Task directions:
Turn each line of the material below into a numbered list item, skipping any blank lines and omitting the picture.

Record list:
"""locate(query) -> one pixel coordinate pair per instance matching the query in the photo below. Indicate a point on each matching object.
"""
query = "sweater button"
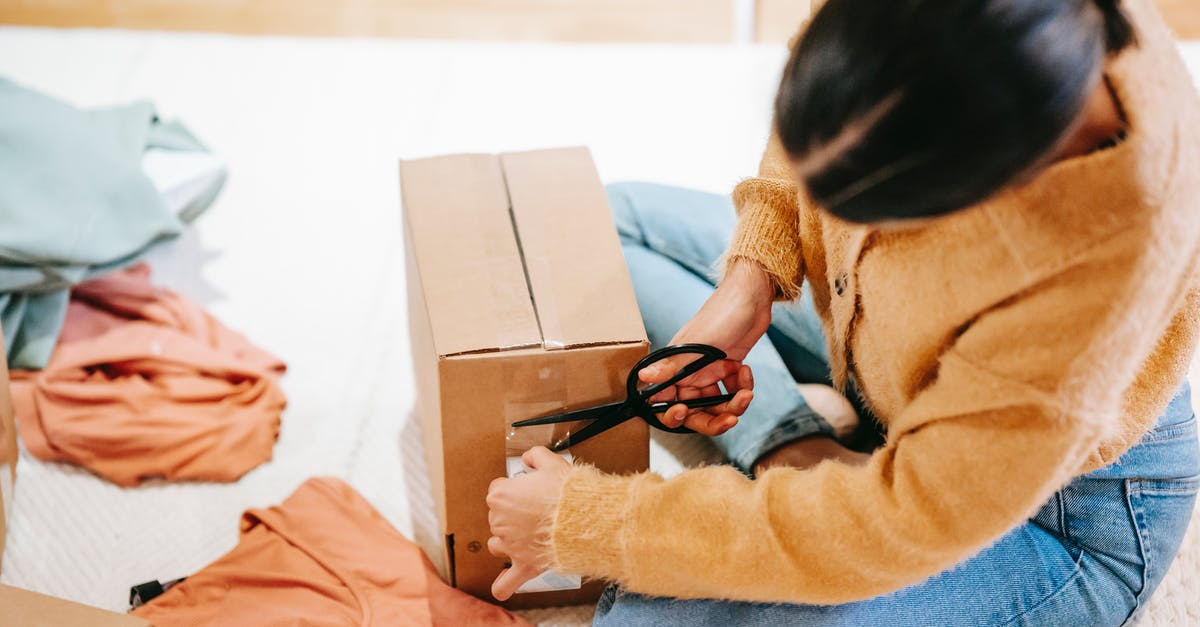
(839, 284)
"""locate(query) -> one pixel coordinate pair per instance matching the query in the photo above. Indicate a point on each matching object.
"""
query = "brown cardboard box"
(7, 449)
(30, 609)
(520, 305)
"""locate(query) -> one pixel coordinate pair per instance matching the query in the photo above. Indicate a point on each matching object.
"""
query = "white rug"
(303, 250)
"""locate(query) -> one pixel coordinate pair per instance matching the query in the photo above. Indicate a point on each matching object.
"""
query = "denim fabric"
(1091, 556)
(672, 239)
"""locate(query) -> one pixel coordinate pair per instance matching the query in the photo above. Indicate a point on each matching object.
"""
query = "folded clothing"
(145, 383)
(76, 203)
(324, 557)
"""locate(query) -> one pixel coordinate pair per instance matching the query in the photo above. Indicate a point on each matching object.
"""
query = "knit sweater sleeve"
(768, 222)
(1019, 401)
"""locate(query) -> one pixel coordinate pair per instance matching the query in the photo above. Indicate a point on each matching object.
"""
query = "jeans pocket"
(1162, 511)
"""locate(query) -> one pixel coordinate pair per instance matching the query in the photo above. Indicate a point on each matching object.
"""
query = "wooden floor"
(586, 21)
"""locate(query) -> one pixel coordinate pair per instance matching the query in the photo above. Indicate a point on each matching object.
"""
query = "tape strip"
(550, 580)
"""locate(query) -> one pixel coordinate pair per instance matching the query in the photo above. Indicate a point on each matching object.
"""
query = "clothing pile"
(324, 556)
(111, 372)
(144, 383)
(133, 381)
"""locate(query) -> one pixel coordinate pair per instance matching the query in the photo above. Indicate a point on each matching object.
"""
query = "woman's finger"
(496, 547)
(711, 424)
(509, 580)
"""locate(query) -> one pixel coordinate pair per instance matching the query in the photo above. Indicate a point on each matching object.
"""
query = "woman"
(994, 210)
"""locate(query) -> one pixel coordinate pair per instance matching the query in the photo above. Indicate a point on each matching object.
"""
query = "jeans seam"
(1170, 433)
(1062, 515)
(1048, 598)
(787, 430)
(1137, 518)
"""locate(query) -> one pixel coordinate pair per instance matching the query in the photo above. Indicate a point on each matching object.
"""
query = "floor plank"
(583, 21)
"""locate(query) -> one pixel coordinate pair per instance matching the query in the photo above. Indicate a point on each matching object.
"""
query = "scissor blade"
(595, 428)
(570, 417)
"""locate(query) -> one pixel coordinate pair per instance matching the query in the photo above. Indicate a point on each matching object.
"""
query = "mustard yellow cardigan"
(1008, 347)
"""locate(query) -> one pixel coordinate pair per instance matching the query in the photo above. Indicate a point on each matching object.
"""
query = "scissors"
(636, 402)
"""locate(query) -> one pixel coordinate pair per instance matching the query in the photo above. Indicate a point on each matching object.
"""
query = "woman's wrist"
(749, 281)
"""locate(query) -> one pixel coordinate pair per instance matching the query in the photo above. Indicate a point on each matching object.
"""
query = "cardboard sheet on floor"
(520, 305)
(30, 609)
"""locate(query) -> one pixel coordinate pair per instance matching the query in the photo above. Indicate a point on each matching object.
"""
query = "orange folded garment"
(324, 557)
(145, 383)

Solution to this task:
1. """locate(query) -> one pixel coordinate pair per instance matching the query in the photo below. Indicate a point on each matching object.
2. """
3. query = "sweater button"
4. (839, 284)
5. """locate(query) -> one pixel coordinate pair per instance matching the query in the photo above. Indicate a point on each matching object.
6. """
7. query = "brown cardboard box"
8. (7, 449)
9. (30, 609)
10. (520, 305)
11. """locate(query) -> one pixel coordinate pair per instance matching the query in the photo above. Indicate a point on each matching object.
12. """
13. query = "white rug"
14. (303, 250)
15. """locate(query) -> one pixel coordinate pair per instance matching the query in the photo above. Indicate a point on each matching object.
16. """
17. query = "denim fabric"
18. (1091, 556)
19. (672, 239)
20. """locate(query) -> one pixel coordinate pair per instance matching the query in the photo above. Indicate a point on each matching object.
21. """
22. query = "folded clothing"
23. (145, 383)
24. (76, 203)
25. (324, 557)
26. """locate(query) -> one pixel coordinate pair per instance matching the query in the photo above. Indicate a point on each matching object.
27. """
28. query = "knit sweater sleeve"
29. (768, 222)
30. (1019, 401)
31. """locate(query) -> one pixel coordinate pair per instance matching the query in the photo above. Indicate a point on each matching object.
32. """
33. query = "jeans pocket"
34. (1162, 511)
35. """locate(query) -> one pixel coordinate pair per instance matching the query in the photo above. Indicate a point on each matching object.
36. """
37. query = "wooden floor"
38. (586, 21)
39. """locate(query) -> one pixel coordinate pair per instance matching the query in the photo above. Indicate a point on each matching object.
40. """
41. query = "tape strip"
42. (550, 580)
43. """locate(query) -> one pixel coordinate pair per instance matching the query in the photo above. Indicate a point on each matching object.
44. """
45. query = "clothing pile"
46. (324, 556)
47. (111, 372)
48. (144, 383)
49. (133, 381)
50. """locate(query) -> one pixel coordinate pair per instance matching the query in the photo above. Indicate a point on each matching object.
51. """
52. query = "woman's finger"
53. (496, 547)
54. (711, 424)
55. (509, 580)
56. """locate(query) -> one pixel coordinate pair per instance matching the query in the photo above. Indicate a point on each matching object.
57. """
58. query = "woman"
59. (994, 210)
60. """locate(query) -> one pixel coordinate pair per instance matching the query in the photo above. Indicate a point on each matching object.
61. """
62. query = "jeans seam"
63. (1170, 433)
64. (1062, 515)
65. (1048, 598)
66. (787, 430)
67. (1137, 518)
68. """locate(query) -> one pixel coordinate pair per instance matching the query in the photo above. Indicate a point on each matching object.
69. """
70. query = "floor plank"
71. (583, 21)
72. """locate(query) -> one pixel coordinate pair per instance matching the query in the photo above. Indicate a point on each matching object.
73. """
74. query = "scissor blade"
75. (595, 428)
76. (570, 417)
77. """locate(query) -> one pixel coordinate pair per instance matching the query in the photo above. Indicate a point on each matching object.
78. """
79. query = "mustard yellow cardigan"
80. (1008, 347)
81. """locate(query) -> one pixel coordinate pair per instance matching the query in the photo above. Indicate a point on each matching object.
82. """
83. query = "scissors"
84. (636, 402)
85. """locate(query) -> one pixel coordinate pair per instance matching the query in the photo above. Indicate a point on each matching object.
86. """
87. query = "woman's wrist"
88. (749, 281)
89. """locate(query) -> one pixel coordinate pair per instance matching the query in the photo above. Indicate a point on each matching object.
90. """
91. query = "cardboard sheet on floor"
92. (520, 305)
93. (30, 609)
94. """locate(query) -> one pixel coordinate pair per instance matching the query in the photo above. Indicate a point on each matching object.
95. """
96. query = "orange folded garment"
97. (324, 557)
98. (145, 383)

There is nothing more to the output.